**TEXT PASSAGE**
The Board of Directors may elect or appoint one or more
Assistant Treasurers, one or more Assistant Secretaries, and
such other officers as it may deem necessary, or desirable,
each of whom shall have such authority, shall perform such
duties and shall hold office for such term as may be
prescribed by the Board of Directors from time to time.  Any
person may hold at one time more than one office.

                           -10-
<PAGE>
   Section 2. Office of the Chief Executive.

      The Chairman of the Board of Directors and such other
members as the Chief Executive Officer shall designate shall
constitute the Office of the Chief Executive.  Subject to
the provisions of these By-Laws and to the direction of the
Board of Directors and the Chief Executive Officer, the
members of this Office shall share in the responsibilities
for the general management and control of the affairs and
business of the Company.

    Section 3. Chairman of the Board of Directors.

      The Chairman of the Board of Directors shall be the Chief
Executive Officer of the Company.  He or she shall be a
member of the Office of the Chief Executive and, a subject
to the provisions of these By-Laws and to the direction of
the Board of Directors, shall have ultimate authority for
decisions relating to the general management and control of
the affairs and business of the Company and shall perform
all other duties and exercise all other powers commonly
incident to the position of Chief Executive Officer or which
are or from time to time may be delegated to him or her by
the Board of Directors, or which are or may at any time be
authorized or required by law.  He or she shall preside at
all meetings of the Board of Directors.  He or she may
redelegate from time to time and to the full extent
permitted by law, in writing, to officers or employees of
the Company any or all of such duties and powers, and any
such redelegation may be either general or specific.
Whenever he or she so shall delegate any of his or her
authority, he or she shall file a copy of the redelegation
with the Secretary of the Company.

    Section 4. Vice Chairmen of the Board of Directors.

**DATA ENTRIES**

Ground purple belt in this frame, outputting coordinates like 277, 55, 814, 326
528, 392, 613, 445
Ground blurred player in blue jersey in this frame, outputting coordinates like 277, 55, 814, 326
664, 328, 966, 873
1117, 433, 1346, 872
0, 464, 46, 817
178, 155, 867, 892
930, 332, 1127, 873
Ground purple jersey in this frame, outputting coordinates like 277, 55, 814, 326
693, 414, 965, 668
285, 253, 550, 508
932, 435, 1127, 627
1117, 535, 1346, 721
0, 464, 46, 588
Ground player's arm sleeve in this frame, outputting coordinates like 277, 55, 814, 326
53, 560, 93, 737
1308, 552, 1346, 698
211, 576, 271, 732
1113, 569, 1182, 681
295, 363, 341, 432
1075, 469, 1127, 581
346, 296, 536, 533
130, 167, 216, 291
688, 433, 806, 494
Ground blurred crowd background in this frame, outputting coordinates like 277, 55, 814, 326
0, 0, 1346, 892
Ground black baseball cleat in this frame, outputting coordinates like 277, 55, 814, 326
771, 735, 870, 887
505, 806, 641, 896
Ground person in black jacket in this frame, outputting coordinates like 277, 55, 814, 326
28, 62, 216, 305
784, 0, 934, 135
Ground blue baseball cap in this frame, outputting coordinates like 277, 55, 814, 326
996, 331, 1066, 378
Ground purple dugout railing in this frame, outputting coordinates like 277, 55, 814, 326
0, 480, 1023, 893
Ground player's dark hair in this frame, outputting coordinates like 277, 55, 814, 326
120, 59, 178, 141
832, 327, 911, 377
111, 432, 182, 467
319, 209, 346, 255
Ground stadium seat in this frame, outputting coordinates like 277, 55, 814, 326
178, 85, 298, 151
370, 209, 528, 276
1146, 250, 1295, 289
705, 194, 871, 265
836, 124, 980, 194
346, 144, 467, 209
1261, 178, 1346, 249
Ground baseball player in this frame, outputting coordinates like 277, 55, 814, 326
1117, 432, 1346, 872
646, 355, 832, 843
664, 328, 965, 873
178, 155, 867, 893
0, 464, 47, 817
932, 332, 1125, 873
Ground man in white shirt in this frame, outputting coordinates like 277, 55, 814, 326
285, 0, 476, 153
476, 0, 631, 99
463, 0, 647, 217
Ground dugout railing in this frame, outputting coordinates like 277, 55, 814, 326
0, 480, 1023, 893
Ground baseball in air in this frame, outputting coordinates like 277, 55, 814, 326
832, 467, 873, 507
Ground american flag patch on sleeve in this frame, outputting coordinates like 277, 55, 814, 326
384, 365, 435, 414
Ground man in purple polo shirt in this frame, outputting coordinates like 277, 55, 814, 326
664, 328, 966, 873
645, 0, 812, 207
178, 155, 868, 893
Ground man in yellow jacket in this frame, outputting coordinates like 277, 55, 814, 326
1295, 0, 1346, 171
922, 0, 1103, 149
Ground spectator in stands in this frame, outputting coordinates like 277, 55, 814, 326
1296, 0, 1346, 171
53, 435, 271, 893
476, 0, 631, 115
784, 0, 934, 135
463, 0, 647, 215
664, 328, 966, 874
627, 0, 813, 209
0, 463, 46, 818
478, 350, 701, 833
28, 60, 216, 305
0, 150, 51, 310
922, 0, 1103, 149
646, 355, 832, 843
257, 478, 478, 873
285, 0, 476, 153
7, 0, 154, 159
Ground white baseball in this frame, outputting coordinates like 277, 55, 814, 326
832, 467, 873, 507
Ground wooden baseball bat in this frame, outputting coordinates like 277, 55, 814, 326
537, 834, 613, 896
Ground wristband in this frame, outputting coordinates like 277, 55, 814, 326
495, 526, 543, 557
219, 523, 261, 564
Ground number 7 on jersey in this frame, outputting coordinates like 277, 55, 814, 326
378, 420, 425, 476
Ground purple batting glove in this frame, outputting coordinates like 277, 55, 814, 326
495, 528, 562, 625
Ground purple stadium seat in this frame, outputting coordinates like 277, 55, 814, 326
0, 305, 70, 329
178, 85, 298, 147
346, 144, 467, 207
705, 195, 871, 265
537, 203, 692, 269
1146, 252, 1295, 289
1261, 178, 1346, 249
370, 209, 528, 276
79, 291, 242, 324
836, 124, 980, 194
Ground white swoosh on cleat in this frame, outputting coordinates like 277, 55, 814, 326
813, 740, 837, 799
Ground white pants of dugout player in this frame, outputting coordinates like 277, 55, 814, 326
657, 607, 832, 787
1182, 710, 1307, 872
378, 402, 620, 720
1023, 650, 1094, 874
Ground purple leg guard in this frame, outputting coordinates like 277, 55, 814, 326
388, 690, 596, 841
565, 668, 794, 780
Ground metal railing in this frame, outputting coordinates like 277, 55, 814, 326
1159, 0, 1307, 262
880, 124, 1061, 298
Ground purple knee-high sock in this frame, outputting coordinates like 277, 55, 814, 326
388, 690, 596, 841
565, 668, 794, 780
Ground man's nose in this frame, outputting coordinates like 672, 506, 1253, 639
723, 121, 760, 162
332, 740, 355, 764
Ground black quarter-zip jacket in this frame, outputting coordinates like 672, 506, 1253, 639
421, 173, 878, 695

**THE EXERCISE**
According to the by-laws excerpt, who serves as the Chief Executive Officer of the Company? The data are separate from the by-laws excerpt.

**OUTPUT FOR THIS EXERCISE**
The Chairman of the Board of Directors.